Texte source
###
Publié le Mardi 24 septembre 2019 à 11h05.

Immigration : L’Aide médicale d’État attaquée

Le gouvernement a chargé des inspecteurs de l’IGAS (Inspection générale des affaires sociales ) et de l’IGF (Inspection générale des finances ) d’une mission proposant une remise en cause de l’Aide médicale d’État (AME). Leurs propositions seront discutées dans le cadre du débat sur l’immigration à partir du 30 septembre au Parlement. 

Macron s’était pourtant engagé à ne pas toucher à l’AME. Les temps ont changé : « En prétendant être humaniste on est parfois trop laxiste », vient-il de déclarer en draguant sur les terres de la droite et du Rassemblement national.

L’AME, instaurée en 1999, est une couverture maladie destinée aux seulEs étrangerEs en situation irrégulière. Ils et elles doivent, pour en bénéficier, justifier d’au moins 3 mois en France, et avoir un revenu inférieur à 746 euros par mois. Ils sont actuellement 300 000 à en bénéficier. Mais la démarche administrative est complexe, et rassembler les documents nécessaires est un véritable parcours du combattant, qu’il faut renouveler chaque année.  Les ruptures de droits sont alors fréquentes, avec des conséquences délétères sur la santé.

Les remises en cause envisagées semblent être de tris ordres : instauration d’un ticket modérateur, réduction du panier de soins et création de centres de soins dédiés aux sans papiers. 

Vers un renoncement au soin

L’attaque financière n’est pas une nouveauté : déjà en 2002, une 1ère tentative de mettre en place un ticket modérateur n’avait pas abouti ; en 2011, Sarkozy instaurait une franchise annuelle de 30 euros, abandonnée en 2012 ; en juin 2018, la droite propose, sans succès, un vote au Sénat pour limiter l’AME aux soins urgents.

L’argument toujours avancé est le coût de l’AME : 943 millions, soit 0,5% des dépenses de l’assurance maladie. À titre de comparaison, les seuls dépassements d’honoraires étaient de 3 milliards en 2017…

Touts pénalisation financière aboutira inexorablement à des retards et à des renoncements aux soins pour des personnes en très grande précarité, vivant dans des conditions indignes et dont la priorité n’est déjà pas la santé, mais la survie au jour le jour. En les éloignant encore un peu plus du soin, ils présenteront des pathologies plus avancées avec des complications… qui coûteront toujours plus cher à la collectivité.
###
Matériel fourni

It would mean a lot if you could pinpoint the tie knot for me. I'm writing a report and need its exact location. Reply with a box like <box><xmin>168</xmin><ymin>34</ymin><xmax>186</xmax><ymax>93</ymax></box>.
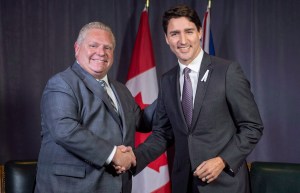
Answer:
<box><xmin>99</xmin><ymin>80</ymin><xmax>107</xmax><ymax>90</ymax></box>
<box><xmin>183</xmin><ymin>67</ymin><xmax>191</xmax><ymax>76</ymax></box>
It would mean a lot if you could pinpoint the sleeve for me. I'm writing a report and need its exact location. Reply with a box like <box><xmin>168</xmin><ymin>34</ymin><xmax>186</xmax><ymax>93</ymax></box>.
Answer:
<box><xmin>219</xmin><ymin>63</ymin><xmax>263</xmax><ymax>173</ymax></box>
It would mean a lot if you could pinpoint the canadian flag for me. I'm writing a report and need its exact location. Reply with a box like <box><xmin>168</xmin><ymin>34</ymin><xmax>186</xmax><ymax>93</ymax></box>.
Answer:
<box><xmin>201</xmin><ymin>0</ymin><xmax>215</xmax><ymax>55</ymax></box>
<box><xmin>126</xmin><ymin>8</ymin><xmax>171</xmax><ymax>193</ymax></box>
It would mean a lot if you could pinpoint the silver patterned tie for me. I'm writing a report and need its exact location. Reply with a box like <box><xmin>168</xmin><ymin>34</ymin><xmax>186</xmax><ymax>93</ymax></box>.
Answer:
<box><xmin>181</xmin><ymin>67</ymin><xmax>193</xmax><ymax>128</ymax></box>
<box><xmin>99</xmin><ymin>80</ymin><xmax>118</xmax><ymax>113</ymax></box>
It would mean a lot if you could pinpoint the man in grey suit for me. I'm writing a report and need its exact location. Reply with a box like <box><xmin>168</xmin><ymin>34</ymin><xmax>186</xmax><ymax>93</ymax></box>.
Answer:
<box><xmin>134</xmin><ymin>5</ymin><xmax>263</xmax><ymax>193</ymax></box>
<box><xmin>35</xmin><ymin>22</ymin><xmax>152</xmax><ymax>193</ymax></box>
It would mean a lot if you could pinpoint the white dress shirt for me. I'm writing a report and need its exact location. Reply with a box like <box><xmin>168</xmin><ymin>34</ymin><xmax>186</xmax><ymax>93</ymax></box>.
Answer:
<box><xmin>178</xmin><ymin>49</ymin><xmax>204</xmax><ymax>106</ymax></box>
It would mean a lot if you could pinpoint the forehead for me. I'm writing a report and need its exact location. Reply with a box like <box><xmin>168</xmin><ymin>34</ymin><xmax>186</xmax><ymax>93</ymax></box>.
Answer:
<box><xmin>84</xmin><ymin>28</ymin><xmax>113</xmax><ymax>44</ymax></box>
<box><xmin>167</xmin><ymin>17</ymin><xmax>197</xmax><ymax>33</ymax></box>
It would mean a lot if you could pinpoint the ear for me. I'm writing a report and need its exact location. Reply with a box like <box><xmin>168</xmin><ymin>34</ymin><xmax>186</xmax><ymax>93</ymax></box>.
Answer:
###
Consigne
D'après le texte source, répondez brièvement :
1. En quelle année l'AME a-t-elle été instaurée ?
2. Quel coût de l'AME est avancé ?
3. Quel était le montant de la franchise annuelle instaurée en 2011 ?
Seul le texte source sert de référence.

Corrigé
1. En 1999.
2. 943 millions, soit 0,5% des dépenses de l'assurance maladie.
3. 30 euros.